* **AUFGABEN**:
a: Erkläre anhand des Textes zum Deutschen Schauspielpreis, wofür Hans-Werner Meyer zum Bundesverdienstkreuz beglückwünscht wird.
b: Führe den Text über den Deutschen Schauspielpreis im Anschluss an die letzte Frage weiter.

* **LESETEXT**:
..........

Zum Auftakt des Deutschen Schauspielpreises 2024 sprachen wir mit Hans-Werner Meyer, dem 2. Vorsitzenden des BFFS und Mitglied des Gestaltungsteams, über die Bedeutung und den Einfluss dieses Preises auf die Schauspielgemeinschaft und seine Rolle bei der Thematisierung gesellschaftlicher Fragen.
Dabei ging es auch um Herausforderungen bei der Organisation dieses wichtigen Events und wie die After-Show-Party den Abend für Gewinner*innen und Gästinnen und Gäste abrundet. Erfahrt mehr über die politischen Botschaften und das soziale Engagement, die den Deutschen Schauspielpreis mit seinem diesjährigen Motto „Demokratie verteidigen“ prägen.
Für alle, die nicht live dabei sein können: casting-network überträgt den Deutschen Schauspielpreis in Kooperation mit der Pensionskasse Rundfunk und Preproducer am Freitag, den 13. September ab 19:30 Uhr im Livestream.
Auf diesem Wege noch mal herzlichen Glückwunsch zum Bundesverdienstkreuz für Deine langjährige ehrenamtliche Arbeit beim BFFS. Wie viele Stunden widmest Du speziell der Organisation des Deutschen Schauspielpreises?

..........

* **EXTRAHIERTE ANGABEN**:
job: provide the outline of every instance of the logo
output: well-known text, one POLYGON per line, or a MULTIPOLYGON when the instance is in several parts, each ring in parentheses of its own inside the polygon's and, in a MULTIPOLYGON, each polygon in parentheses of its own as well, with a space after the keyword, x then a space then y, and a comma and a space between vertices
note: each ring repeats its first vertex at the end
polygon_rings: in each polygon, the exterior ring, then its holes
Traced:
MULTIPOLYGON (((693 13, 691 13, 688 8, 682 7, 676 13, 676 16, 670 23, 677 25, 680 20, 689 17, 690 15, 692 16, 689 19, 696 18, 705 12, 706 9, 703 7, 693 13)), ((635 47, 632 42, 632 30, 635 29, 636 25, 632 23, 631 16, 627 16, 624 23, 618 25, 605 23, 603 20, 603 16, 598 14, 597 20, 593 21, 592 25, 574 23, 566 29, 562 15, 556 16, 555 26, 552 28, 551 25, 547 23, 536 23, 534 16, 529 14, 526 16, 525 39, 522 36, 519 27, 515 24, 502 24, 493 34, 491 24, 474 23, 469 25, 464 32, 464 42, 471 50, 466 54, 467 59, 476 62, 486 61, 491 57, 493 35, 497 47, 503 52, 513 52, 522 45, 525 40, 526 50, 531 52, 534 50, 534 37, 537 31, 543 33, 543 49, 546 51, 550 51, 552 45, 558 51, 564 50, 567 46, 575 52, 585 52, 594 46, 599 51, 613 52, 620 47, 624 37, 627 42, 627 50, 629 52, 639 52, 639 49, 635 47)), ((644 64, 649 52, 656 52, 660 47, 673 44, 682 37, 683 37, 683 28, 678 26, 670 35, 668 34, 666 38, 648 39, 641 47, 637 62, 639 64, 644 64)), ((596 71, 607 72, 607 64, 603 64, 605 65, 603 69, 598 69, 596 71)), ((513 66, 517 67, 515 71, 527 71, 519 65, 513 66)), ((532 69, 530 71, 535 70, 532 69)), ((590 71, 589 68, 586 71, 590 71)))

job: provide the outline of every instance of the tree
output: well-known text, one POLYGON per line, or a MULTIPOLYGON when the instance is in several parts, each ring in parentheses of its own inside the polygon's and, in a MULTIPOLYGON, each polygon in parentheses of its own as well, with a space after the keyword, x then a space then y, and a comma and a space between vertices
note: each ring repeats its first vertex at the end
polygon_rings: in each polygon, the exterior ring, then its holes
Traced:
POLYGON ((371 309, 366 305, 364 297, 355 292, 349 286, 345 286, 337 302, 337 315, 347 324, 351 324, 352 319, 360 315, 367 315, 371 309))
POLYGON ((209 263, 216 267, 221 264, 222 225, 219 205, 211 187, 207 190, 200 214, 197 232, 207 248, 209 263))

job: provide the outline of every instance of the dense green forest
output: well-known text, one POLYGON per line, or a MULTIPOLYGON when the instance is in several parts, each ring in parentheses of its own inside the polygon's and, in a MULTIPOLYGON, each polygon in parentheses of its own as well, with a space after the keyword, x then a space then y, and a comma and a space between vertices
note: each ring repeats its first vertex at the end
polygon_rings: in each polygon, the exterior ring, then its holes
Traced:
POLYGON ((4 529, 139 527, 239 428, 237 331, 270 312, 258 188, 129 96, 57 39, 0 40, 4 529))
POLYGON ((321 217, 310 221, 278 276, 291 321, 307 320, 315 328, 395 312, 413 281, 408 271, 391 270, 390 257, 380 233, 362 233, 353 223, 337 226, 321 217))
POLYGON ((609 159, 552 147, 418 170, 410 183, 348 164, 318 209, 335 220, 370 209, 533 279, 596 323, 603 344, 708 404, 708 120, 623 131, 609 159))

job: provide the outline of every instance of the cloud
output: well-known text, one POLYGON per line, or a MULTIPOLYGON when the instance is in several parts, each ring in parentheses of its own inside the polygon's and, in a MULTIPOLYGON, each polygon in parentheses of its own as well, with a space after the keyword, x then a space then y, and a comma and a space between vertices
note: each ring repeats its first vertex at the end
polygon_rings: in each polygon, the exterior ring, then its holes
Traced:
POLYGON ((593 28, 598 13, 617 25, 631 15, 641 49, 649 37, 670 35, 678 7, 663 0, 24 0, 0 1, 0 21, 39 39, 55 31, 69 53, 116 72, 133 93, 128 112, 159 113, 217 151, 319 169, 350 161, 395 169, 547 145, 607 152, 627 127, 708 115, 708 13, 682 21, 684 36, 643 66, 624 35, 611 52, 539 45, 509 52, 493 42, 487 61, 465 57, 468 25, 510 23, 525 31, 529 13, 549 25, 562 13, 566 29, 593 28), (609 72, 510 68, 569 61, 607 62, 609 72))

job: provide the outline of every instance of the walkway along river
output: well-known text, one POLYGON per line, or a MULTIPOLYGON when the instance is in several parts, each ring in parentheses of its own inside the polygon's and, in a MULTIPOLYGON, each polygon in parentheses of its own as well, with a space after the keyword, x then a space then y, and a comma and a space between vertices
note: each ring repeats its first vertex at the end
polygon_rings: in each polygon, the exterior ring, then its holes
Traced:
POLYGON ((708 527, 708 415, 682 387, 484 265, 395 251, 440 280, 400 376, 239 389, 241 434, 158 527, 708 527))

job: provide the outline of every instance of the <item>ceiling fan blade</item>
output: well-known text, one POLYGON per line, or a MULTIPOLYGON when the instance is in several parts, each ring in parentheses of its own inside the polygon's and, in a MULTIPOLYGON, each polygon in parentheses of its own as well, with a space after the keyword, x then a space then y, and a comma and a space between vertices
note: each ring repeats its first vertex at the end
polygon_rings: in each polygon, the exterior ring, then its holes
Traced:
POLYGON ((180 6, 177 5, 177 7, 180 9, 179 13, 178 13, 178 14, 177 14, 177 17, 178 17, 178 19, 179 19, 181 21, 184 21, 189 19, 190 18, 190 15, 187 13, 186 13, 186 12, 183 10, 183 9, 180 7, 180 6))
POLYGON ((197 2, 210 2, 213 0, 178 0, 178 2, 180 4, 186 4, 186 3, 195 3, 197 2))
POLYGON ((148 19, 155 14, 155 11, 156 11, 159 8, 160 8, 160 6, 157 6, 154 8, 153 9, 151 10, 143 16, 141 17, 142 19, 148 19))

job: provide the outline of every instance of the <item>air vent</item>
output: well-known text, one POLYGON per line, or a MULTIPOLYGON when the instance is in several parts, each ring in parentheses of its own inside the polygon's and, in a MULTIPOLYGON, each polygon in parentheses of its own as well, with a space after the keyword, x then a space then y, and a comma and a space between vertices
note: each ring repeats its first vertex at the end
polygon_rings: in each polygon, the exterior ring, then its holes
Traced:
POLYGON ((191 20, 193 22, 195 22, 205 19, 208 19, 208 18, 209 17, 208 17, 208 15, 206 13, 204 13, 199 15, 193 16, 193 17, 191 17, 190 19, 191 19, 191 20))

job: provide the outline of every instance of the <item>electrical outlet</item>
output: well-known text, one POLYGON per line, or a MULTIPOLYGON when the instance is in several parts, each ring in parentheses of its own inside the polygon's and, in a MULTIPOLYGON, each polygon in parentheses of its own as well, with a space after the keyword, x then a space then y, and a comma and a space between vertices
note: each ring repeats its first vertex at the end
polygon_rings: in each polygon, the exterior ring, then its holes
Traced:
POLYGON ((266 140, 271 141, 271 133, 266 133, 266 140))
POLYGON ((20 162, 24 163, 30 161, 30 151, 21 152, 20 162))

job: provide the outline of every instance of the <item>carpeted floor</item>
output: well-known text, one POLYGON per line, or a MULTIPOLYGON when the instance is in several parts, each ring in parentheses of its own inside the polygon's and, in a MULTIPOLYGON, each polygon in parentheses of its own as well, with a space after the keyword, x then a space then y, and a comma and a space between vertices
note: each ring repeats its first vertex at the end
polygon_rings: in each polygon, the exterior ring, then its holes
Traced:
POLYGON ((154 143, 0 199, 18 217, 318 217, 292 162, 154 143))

..........

* **DIE ANTWORTEN**:
a: Er wird zum Bundesverdienstkreuz für seine langjährige ehrenamtliche Arbeit beim BFFS beglückwünscht.

b:
Das ist eine etwas heikle Frage, denn ich bin gerade arbeitslos gemeldet, wie die meisten Schauspieler*innen zwischen Engagements oder Drehs. Diese Frage wird mir daher auch beim Arbeitsamt immer gestellt, denn wenn man bei Arbeitslosengeld 1-Bezug mehr als 15 Stunden pro Woche ehrenamtlich arbeitet, selbst wenn es nicht mal eine Aufwandsentschädigung gibt, kann der Bezug des ALG 1 gestrichen werden, weil man dem Arbeitsmarkt nur noch eingeschränkt zur Verfügung steht. Also sagen wir mal so: Es sind sicher weniger ... (lacht)
Du bist das einzige Gründungsmitglied des BFFS, das noch im Vorstand ist. Da kannst Du uns sicher einiges über die Entstehungsgeschichte vom Deutschen Schauspielpreis erzählen.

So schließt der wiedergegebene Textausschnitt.